== EXERCISE GOAL ==
Search the records for the word "bottle" and copy every line in which it occurs.

** EXCERPTED DATA follows **

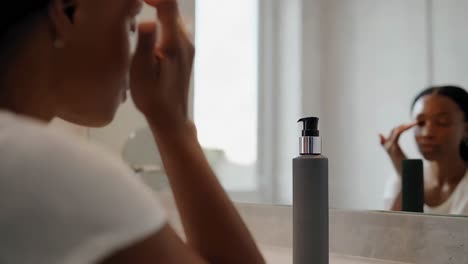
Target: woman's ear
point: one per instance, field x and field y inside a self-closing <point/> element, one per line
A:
<point x="61" y="14"/>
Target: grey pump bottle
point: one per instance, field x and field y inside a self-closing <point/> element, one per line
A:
<point x="310" y="198"/>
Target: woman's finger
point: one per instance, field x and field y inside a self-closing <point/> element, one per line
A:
<point x="144" y="56"/>
<point x="382" y="139"/>
<point x="169" y="18"/>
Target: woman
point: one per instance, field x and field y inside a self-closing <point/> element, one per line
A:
<point x="64" y="201"/>
<point x="441" y="132"/>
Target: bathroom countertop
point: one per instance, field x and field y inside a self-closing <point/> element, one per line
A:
<point x="278" y="255"/>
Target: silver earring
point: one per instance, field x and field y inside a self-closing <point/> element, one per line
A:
<point x="59" y="44"/>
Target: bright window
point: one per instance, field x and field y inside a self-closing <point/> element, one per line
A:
<point x="226" y="86"/>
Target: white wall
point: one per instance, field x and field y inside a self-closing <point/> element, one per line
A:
<point x="450" y="38"/>
<point x="371" y="56"/>
<point x="128" y="118"/>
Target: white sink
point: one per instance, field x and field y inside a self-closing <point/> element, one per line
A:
<point x="278" y="255"/>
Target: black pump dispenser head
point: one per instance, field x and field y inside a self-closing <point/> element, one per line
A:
<point x="310" y="143"/>
<point x="310" y="126"/>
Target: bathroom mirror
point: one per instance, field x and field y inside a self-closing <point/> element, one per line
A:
<point x="262" y="64"/>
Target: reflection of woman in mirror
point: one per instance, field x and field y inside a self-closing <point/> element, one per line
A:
<point x="440" y="117"/>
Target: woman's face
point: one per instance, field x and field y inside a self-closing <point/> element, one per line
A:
<point x="92" y="69"/>
<point x="441" y="127"/>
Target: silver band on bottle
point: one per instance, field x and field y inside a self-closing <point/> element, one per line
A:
<point x="310" y="145"/>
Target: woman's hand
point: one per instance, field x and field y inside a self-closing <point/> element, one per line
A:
<point x="392" y="146"/>
<point x="161" y="69"/>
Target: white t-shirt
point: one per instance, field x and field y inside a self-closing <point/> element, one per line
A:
<point x="456" y="204"/>
<point x="65" y="201"/>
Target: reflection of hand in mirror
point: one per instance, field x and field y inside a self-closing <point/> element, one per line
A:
<point x="441" y="121"/>
<point x="392" y="146"/>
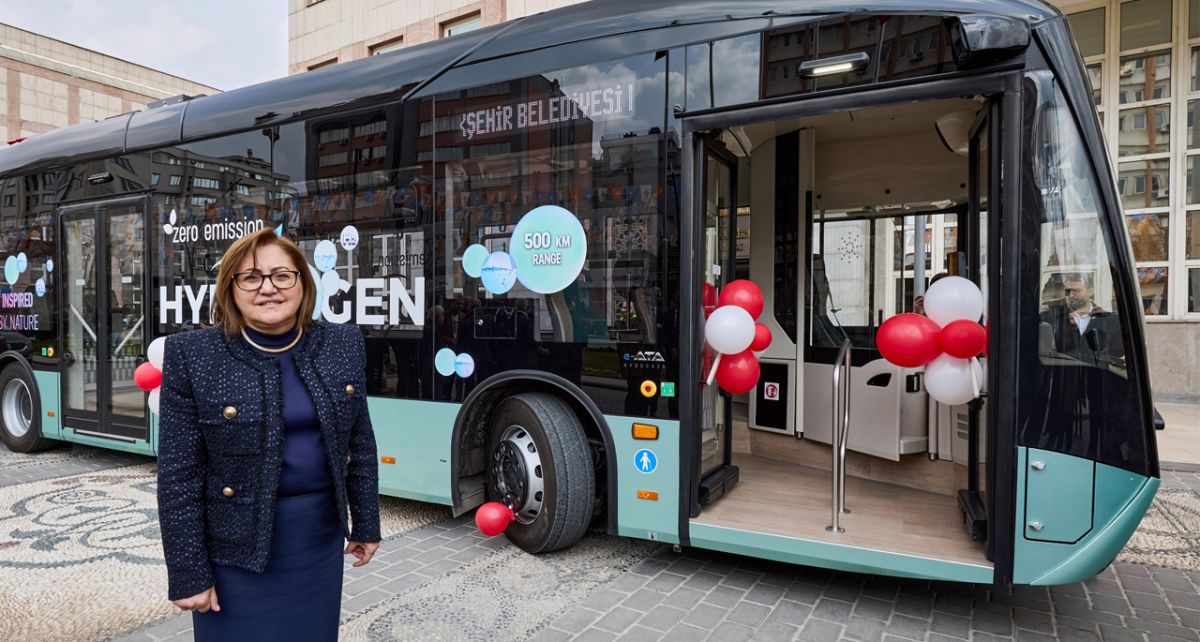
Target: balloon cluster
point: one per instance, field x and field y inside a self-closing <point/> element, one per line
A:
<point x="947" y="341"/>
<point x="732" y="331"/>
<point x="149" y="376"/>
<point x="493" y="517"/>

** End of EXCERPTED DATA **

== SOLUTION FOR THIS PROBLEM ==
Target: grey pump bottle
Target: silver band on bottle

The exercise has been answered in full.